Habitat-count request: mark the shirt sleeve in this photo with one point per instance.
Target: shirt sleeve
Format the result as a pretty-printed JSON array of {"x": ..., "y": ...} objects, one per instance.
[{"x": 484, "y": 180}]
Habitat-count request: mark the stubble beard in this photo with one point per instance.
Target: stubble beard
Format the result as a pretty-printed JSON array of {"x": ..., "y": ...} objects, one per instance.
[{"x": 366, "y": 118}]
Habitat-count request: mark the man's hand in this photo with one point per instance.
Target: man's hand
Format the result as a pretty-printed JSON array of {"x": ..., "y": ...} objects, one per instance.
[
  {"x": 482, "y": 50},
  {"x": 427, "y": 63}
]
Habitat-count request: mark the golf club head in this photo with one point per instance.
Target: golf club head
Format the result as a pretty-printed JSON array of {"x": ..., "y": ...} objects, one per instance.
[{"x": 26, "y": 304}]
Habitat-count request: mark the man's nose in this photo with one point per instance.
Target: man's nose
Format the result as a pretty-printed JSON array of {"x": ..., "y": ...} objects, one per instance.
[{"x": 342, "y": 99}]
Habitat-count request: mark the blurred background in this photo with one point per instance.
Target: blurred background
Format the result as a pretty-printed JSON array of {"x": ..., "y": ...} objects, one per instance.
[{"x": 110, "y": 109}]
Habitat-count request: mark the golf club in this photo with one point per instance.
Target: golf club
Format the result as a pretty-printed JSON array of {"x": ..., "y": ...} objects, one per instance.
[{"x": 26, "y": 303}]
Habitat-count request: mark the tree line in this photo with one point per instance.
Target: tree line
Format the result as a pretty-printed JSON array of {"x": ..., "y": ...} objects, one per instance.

▬▬▬▬▬▬▬▬▬▬

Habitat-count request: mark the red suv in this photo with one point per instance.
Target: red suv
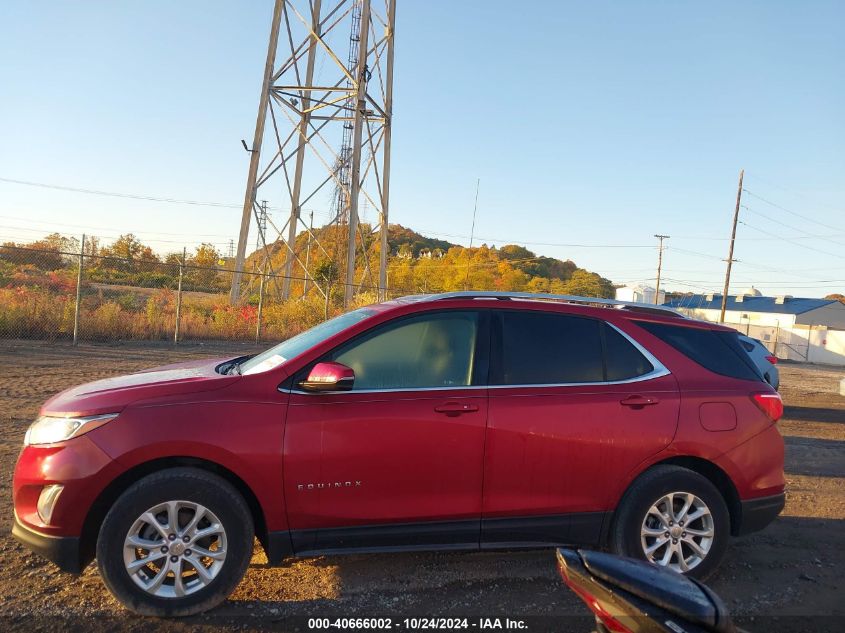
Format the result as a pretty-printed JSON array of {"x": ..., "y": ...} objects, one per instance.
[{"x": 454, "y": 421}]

▬▬▬▬▬▬▬▬▬▬

**Task prompt**. State how many lines in the listing above contain the string "blurred", treating uppercase and lowercase as distinct. Respond with the number alone.

**Solution**. 2